══ Text section

It was Thursday June 7, 2012 and I arrived in Ottawa around 5 pm. My goal was the Albert House Inn on Albert Street just before Bronson. At the red light I managed to sneak this photo as I entered Wellington Avenue next to Elgin. I have proof that this second visit was a beautiful sunny day and not a loud thunderstorm like on my first visit.
Getting to the Albert House Inn was not too hard till I got on Albert Street. It is almost to Bronson and right before the Travelodge. There is a little parking space at the front. I had to go around the block and when I came back I got my first and only honk from a local in Ontario or Quebec. HA!
Turning into their driveway is a little tricky for there is a big tree and it is narrow. The parking is in the back and it is tight. Fortunately a guest was just leaving so I got the best spot in the corner by the fence.
There is no entrance in the back to the inn. You go to the front and up the very steep stairs through the front door. Once inside the reception desk is to the right. The attendant was very helpful and I was checked in quickly. She took me to my room on the 4th floor. There is no elevator. The staircases get shorter as you go higher. She offered to help me bring my luggage in. I took her up on it. I also reduced the amount of luggage leaving my big piece in the car. She carried the smaller one and put it in my room for me.
My room was lovely with a big bed, a desk and a separate room for the toilet from the shower (tiny) and sink. There was this very big screen TV in the room perhaps a little too big for the size of the room? They had one of the ductless heating and air-conditioners and I had to adjust it a little so it would not blow on me. I had one window that was normal size and the other was 18 x 18 inches. It had the best view.
Once I was settled in I headed out for dinner. The Bay Street Bistro was just down the block on the other side of the street. I sat outside because it was a lovely warm day in Ottawa. The next day it would be raining. While I was sitting there a large group of teenagers came to the entrance. They had to send them through and by my table into the restaurant. I think there were at least 30 of them. My dinner was delicious and probably the 2nd best dinner on my trip.
As I sat at the Bay Street Bistro, I noticed this cloud reflected in the building across from me.
Breakfast was service in the basement of the Albert House Inn 5 levels down. It is included in the room price. The first day Friday, the room was a little too crowded so I decided to get a cup of coffee and return to my room. I did have breakfast later and it was delicious. They do offer an assortment of food choices which is nice and they will cook you breakfast like pancakes or eggs. Saturday the room was much better and I had a lovely chat with a man who was from British Columbia.
Friday morning came and I had a decision to make.

════
══ Raw data

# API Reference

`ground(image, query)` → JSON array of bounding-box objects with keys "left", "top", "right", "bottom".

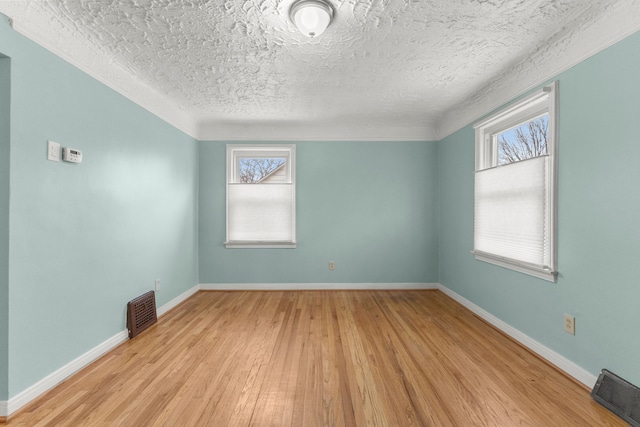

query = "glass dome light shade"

[{"left": 289, "top": 0, "right": 333, "bottom": 37}]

════

▶ [Set tasks]
1 - Can you copy the Ottawa travel account from "Once I was settled" to "on my trip.", swapping "teenagers" for "students"?
2 - What comes next in the Ottawa travel account? Write the next part, picking up after its final sentence.
The lines have no connection to the Ottawa travel account.

▶ [Answers for the tasks]
1 -
Once I was settled in I headed out for dinner. The Bay Street Bistro was just down the block on the other side of the street. I sat outside because it was a lovely warm day in Ottawa. The next day it would be raining. While I was sitting there a large group of students came to the entrance. They had to send them through and by my table into the restaurant. I think there were at least 30 of them. My dinner was delicious and probably the 2nd best dinner on my trip.

2 -
What archive would I visit? There are more possibilities like cemeteries and church archives than the list below offers but it was what I was considering including a little sightseeing.
1. Library and Archives which was just a couple blocks away this time. I had been there for one day my first visit. I could spend time in their Upper and Lower Canada land records microfilm which I believe is self-serve:
2. The Ottawa Chapter of the Ontario Genealogical Society: http://ogsottawa.on.ca/ They are at 100 Tallwood (near Baseline and Woodroffe).
3. The British Isles Family History Society of Greater Ottawa: http://www.bifhsgo.ca/ I have yet to jump the pond (Atlantic Ocean) but this might give me ideas. Also at 100 Tallwood.
4. The Ottawa Archives for the city of Ottawa are also at 100 Tallwood in Ottawa. http://ottawa.ca/en/liveculture/archives
5. The Ottawa Public Library, Cornwall Room http://biblioottawalibrary.ca/en/main/overview I could have studied their city directories for the other side of the family in search of Brown descendants.
6. The Sir Carleton Branch of the UEL Association of Canada at 1547 Merivale Rd., Nepeau, Ontario.
7. The Outaouais Regional Centre http://www.craoutaouais.ca/of the Bibliothèque et Archive Nationales Due Québec or as it is written on their website: Centre Régional D’Archives De L’Outaouais (CRAO) I have found that if I Google: Outaouais Centre BAnQ it takes me to the main Bibliothéque et Archives Nationales Du Quebec website.
8. Société de généalogie de l’Outaouais (SGO): http://www.genealogieoutaouais.com/
I decided to go to the Centre Régional D’Archives De L’Outaouais in Gatineau and the Société de généalogie de l’Outaouais. Fortunately these two entities are at the same location and in the same room.
It was not too hard to drive over to Gatineau. I found my way by going around the block and north on Bay Street to Wellington to the Portage Bridge. Construction made it a little confusing as to the lane I was supposed to use. Once across the bridge you go under this very large building which I think is the government offices and proceeded north along the Blvd. Maisonneuve which turned into Blvd. Fournier and a little later on it became Gréber. There was a blockage of construction and I was forced to turn right onto Blvd. Maloney and Blvd. de la Gappe was one street over to the north. I believe I turned on Blvd. de “l’Hópital and right onto Blvd. de la Gappe. I went east on de la Gappe till it ran out and turned left. There are sign posts pointing the way.
According to one website the building is called the Maison de la Culture de Gatineau.
I had a little trouble online trying to find this archive but I can guarantee it is at this location. If I recall there were several addresses for it and that is why it was confusing because I believe it moved. The address: 855 boulevard de la Gappe, Gatineau (Québec) J8T 8H9, 819-568-8798 or 1 -800-363-9028. Email: firstname.lastname@example.org. Time: 8 to 4:30 pm Monday through Friday.
The Centre Régional D’Archives De L’Outaouais (CRAO) is in the last building on Blvd. de la Cité to the left. In other words, you go around the building to the north side.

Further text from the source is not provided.